Whenever a line in the records below contains "silhouetted", pick it out.

STUDY MATERIAL -
--------------------------------

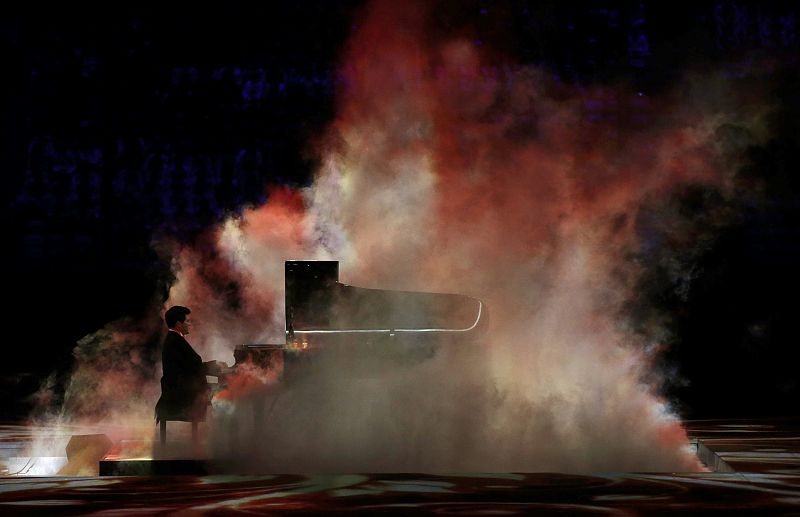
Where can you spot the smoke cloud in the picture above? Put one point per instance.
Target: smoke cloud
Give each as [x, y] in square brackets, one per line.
[448, 169]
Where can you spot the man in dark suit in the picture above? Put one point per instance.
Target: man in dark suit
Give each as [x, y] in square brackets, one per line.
[184, 390]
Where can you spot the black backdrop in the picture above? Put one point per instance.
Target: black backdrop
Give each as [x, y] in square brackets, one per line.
[98, 105]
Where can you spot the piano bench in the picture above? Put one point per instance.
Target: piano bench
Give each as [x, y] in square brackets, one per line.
[163, 430]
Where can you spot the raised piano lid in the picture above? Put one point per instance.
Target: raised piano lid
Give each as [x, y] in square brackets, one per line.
[319, 307]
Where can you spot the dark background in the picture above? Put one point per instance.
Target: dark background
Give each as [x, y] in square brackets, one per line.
[120, 125]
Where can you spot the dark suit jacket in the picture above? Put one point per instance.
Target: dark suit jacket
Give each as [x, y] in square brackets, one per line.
[184, 391]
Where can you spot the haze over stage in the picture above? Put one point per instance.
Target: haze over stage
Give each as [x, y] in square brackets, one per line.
[763, 477]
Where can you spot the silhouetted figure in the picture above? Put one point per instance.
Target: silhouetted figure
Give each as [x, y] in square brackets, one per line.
[184, 390]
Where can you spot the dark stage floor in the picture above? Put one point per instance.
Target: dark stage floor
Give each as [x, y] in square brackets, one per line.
[757, 466]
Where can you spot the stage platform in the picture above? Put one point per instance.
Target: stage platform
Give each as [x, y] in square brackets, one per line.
[757, 463]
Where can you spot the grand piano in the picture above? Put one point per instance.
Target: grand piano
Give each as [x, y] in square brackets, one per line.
[369, 328]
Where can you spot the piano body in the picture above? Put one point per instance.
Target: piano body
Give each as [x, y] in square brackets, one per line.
[371, 328]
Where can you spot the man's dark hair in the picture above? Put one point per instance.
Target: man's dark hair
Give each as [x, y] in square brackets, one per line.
[175, 314]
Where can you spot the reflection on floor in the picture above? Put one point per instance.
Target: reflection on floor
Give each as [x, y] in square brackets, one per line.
[758, 473]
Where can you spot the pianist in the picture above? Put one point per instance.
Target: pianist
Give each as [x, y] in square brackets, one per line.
[184, 390]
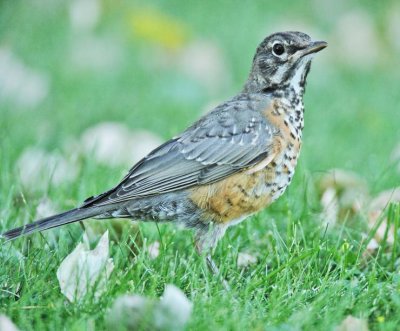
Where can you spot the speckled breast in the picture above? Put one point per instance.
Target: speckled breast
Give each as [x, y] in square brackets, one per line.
[249, 191]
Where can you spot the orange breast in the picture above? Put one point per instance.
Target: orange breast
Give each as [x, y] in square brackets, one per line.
[233, 197]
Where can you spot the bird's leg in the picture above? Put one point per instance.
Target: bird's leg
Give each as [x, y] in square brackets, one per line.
[206, 241]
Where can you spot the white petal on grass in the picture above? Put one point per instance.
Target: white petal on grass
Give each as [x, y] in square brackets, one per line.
[131, 312]
[86, 271]
[45, 208]
[38, 168]
[19, 84]
[245, 260]
[6, 324]
[113, 144]
[171, 312]
[351, 323]
[84, 14]
[154, 250]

--------------------------------

TASK ANSWER -
Where can you spot the silhouetted figure in the picture above? Put one point per instance.
Target: silhouetted figure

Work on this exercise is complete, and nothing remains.